---- Input for this task

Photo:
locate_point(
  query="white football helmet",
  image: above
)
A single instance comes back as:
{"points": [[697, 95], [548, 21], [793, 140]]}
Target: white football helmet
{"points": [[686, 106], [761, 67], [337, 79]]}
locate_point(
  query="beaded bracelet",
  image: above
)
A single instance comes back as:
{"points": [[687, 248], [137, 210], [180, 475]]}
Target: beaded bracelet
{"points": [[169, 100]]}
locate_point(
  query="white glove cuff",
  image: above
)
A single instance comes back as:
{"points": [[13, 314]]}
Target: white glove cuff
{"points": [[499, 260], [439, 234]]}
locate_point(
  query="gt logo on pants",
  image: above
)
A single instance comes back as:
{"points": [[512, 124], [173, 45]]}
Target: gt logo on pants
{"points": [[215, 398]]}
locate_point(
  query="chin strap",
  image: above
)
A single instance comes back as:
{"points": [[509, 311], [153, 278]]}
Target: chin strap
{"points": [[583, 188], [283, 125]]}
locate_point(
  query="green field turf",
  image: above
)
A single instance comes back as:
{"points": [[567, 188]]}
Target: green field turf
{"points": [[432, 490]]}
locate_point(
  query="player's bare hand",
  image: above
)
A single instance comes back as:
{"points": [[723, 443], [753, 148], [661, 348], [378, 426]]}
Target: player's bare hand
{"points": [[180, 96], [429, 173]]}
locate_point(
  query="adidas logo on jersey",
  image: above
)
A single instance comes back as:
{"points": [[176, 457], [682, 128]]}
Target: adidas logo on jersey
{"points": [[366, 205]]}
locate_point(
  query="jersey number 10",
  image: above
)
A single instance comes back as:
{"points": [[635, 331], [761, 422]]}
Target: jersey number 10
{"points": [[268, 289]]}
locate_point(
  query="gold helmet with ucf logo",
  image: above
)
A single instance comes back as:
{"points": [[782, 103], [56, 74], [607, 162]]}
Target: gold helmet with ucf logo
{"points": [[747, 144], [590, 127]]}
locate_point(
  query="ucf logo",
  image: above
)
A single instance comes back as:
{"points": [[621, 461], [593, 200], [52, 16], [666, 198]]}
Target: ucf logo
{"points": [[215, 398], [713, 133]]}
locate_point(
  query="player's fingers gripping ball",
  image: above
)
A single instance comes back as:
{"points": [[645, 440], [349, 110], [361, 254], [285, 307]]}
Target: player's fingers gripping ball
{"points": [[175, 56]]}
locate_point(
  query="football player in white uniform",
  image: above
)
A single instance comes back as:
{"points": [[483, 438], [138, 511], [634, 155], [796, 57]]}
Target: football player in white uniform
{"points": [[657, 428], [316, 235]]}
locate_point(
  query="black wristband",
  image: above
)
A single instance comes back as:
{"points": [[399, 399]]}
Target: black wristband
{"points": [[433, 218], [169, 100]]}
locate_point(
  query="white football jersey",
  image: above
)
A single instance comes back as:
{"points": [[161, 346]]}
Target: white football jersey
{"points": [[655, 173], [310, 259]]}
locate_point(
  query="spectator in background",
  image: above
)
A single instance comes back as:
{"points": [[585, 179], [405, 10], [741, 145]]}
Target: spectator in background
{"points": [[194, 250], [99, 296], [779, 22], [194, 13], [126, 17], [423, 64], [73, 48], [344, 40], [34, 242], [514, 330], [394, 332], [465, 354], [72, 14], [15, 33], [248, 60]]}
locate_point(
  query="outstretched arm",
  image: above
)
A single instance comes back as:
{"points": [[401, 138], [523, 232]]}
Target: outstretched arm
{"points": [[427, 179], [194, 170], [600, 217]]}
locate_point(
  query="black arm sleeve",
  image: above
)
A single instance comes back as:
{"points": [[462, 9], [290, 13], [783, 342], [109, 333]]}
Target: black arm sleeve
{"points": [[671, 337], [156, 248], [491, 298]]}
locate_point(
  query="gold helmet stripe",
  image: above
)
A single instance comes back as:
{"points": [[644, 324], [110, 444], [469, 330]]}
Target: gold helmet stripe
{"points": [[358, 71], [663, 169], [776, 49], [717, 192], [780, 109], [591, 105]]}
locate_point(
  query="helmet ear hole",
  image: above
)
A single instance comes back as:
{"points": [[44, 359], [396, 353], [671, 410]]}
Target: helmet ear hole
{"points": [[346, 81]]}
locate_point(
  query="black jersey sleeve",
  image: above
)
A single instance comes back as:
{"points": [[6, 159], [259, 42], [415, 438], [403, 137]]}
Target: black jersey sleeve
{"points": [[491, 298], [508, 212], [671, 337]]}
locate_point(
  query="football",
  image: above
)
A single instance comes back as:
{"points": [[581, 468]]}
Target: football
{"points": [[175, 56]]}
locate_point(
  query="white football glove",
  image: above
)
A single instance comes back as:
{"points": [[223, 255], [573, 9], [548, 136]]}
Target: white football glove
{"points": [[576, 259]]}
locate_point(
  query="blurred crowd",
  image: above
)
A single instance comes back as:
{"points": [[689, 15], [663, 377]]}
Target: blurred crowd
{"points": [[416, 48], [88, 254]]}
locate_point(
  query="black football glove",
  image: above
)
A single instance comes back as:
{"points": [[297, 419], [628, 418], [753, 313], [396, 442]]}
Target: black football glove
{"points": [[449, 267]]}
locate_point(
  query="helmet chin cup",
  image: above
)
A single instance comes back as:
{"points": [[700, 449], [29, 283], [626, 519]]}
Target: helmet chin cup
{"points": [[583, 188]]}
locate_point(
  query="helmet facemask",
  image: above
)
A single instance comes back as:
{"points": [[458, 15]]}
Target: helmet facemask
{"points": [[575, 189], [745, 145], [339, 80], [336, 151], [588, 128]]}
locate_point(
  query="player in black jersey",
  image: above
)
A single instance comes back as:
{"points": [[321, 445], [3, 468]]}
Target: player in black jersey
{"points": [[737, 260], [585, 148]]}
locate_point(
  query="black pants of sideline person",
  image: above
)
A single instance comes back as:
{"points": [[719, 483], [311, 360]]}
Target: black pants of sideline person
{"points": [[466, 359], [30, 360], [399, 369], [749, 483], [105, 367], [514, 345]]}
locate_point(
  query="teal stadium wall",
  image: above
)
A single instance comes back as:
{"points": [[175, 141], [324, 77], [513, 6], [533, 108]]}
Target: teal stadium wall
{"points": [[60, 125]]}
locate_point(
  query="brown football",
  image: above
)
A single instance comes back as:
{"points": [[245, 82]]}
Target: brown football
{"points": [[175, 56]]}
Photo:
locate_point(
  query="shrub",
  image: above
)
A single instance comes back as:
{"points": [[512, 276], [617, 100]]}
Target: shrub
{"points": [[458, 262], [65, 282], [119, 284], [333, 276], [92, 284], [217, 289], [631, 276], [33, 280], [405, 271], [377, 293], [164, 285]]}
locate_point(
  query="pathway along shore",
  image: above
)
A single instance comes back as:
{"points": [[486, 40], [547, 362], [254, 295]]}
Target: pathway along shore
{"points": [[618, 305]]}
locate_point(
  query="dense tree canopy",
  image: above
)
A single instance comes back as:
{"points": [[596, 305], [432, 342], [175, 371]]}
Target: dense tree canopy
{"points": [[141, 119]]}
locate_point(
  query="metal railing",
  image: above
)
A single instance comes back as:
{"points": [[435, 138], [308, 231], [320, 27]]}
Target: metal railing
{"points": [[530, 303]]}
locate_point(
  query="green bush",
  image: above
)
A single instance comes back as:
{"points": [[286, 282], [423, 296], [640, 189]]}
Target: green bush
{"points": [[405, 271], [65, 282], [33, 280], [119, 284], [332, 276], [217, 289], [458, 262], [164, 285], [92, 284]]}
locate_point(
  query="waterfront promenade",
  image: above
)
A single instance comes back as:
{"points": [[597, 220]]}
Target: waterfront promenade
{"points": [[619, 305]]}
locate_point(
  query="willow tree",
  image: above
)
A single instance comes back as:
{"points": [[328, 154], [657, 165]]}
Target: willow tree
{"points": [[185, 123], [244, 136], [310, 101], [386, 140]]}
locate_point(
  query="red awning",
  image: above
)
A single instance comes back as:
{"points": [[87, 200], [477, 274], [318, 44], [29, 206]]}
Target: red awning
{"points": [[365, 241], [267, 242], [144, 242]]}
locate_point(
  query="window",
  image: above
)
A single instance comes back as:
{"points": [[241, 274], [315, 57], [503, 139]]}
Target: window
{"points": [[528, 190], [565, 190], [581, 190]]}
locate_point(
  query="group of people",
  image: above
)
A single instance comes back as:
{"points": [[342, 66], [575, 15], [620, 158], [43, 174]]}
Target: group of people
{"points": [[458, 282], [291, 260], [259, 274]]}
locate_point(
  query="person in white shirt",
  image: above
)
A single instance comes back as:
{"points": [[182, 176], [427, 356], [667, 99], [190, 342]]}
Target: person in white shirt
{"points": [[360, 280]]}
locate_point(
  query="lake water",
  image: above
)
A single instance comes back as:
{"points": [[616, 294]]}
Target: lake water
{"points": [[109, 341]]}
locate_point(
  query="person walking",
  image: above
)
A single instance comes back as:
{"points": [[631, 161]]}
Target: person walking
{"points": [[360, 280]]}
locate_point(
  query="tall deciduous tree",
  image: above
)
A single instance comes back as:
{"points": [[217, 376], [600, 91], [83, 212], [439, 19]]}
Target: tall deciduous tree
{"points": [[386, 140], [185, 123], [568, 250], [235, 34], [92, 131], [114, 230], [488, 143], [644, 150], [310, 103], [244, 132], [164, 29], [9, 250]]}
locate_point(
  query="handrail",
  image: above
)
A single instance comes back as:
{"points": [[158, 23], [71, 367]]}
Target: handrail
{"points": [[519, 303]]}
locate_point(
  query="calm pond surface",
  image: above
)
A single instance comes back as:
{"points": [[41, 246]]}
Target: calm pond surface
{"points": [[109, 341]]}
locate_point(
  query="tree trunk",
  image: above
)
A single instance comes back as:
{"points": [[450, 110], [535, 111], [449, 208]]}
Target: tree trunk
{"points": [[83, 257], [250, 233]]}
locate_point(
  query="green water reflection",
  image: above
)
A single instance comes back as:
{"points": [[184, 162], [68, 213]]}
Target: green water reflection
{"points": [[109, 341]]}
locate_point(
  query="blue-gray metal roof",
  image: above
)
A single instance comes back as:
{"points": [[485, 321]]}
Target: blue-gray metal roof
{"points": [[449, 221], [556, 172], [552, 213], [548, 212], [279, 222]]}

--------

#### Request:
Please collect every line of the data above that contains the word "with" and copy each one unchanged, in its original order.

#### The answer:
  query="gold helmet with ucf logo",
Target: gold helmet with ucf logo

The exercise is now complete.